START ITEMS
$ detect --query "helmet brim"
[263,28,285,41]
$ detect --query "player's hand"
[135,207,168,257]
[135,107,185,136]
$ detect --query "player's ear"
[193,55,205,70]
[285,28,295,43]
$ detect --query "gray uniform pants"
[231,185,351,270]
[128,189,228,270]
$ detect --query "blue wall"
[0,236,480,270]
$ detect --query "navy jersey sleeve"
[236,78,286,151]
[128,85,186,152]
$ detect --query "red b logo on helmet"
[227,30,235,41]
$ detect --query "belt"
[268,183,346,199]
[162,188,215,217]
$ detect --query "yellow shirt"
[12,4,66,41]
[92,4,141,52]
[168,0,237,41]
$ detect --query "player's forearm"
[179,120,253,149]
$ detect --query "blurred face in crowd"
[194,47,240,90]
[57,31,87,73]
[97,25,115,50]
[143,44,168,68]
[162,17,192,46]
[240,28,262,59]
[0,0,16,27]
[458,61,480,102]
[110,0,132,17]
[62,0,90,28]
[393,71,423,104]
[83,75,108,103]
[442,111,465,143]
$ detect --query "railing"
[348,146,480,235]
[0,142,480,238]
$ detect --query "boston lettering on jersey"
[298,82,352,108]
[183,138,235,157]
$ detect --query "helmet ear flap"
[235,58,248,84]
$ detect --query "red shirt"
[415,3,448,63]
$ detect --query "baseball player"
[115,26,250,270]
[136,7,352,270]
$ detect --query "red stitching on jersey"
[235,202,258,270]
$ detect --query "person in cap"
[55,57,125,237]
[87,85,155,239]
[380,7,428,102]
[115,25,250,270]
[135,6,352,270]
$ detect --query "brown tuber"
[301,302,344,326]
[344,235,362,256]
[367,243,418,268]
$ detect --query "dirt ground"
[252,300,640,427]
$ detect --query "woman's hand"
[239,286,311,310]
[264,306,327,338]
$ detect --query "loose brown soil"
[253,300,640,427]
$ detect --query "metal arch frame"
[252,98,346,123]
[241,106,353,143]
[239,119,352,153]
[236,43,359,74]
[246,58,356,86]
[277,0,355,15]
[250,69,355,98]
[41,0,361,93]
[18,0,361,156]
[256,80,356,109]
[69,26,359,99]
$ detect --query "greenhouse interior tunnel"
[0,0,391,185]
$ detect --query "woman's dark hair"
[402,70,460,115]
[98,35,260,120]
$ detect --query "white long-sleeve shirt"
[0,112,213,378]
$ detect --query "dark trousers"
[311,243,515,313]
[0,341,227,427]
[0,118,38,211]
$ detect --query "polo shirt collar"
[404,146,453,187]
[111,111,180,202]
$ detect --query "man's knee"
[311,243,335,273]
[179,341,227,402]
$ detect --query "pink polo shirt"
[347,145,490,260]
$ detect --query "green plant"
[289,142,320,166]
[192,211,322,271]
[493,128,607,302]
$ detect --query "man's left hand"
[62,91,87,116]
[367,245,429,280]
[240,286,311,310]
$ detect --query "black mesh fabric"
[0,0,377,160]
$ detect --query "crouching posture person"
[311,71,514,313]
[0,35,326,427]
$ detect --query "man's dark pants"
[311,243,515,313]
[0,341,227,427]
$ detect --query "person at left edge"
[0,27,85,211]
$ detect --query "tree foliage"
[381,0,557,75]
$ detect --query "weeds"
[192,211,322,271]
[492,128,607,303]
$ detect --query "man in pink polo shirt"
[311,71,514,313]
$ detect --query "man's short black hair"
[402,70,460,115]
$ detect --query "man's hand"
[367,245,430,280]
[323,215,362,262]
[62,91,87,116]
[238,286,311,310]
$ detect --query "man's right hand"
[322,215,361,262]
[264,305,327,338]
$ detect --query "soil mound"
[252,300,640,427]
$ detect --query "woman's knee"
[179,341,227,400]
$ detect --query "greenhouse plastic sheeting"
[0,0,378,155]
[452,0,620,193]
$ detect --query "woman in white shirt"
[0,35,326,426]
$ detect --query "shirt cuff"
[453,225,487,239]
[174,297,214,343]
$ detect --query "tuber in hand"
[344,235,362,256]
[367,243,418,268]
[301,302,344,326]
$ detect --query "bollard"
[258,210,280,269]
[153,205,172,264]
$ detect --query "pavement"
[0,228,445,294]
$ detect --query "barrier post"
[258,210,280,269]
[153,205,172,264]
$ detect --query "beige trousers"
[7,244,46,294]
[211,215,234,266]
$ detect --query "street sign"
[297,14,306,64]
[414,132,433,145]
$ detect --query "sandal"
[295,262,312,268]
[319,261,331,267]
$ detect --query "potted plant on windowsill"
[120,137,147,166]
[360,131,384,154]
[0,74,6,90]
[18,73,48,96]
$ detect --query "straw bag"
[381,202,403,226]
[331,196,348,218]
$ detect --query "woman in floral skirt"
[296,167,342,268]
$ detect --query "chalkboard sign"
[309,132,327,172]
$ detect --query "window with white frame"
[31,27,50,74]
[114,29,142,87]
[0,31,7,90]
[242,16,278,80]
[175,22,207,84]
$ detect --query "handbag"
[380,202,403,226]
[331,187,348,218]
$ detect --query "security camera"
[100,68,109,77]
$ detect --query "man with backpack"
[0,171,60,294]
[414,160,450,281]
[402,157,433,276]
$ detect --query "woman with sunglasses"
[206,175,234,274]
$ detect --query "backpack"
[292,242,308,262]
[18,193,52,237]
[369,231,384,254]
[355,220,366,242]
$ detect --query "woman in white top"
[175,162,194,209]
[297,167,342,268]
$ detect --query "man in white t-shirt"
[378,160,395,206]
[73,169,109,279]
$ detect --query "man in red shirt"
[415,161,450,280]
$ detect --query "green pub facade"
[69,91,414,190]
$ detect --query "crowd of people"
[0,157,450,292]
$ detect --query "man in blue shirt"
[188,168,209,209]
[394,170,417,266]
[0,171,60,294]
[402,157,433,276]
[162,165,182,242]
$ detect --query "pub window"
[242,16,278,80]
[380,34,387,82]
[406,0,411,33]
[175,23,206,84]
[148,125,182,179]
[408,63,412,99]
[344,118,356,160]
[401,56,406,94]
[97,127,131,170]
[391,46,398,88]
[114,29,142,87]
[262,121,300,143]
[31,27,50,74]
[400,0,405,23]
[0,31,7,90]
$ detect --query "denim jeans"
END ITEMS
## INSTRUCTION
Find every line in the rows above that contains the string "blue", treating uppercase and lowercase as different, and copy each of those lines.

## RESPONSE
$ detect --query "blue wall"
$ detect --query "man in blue shirt"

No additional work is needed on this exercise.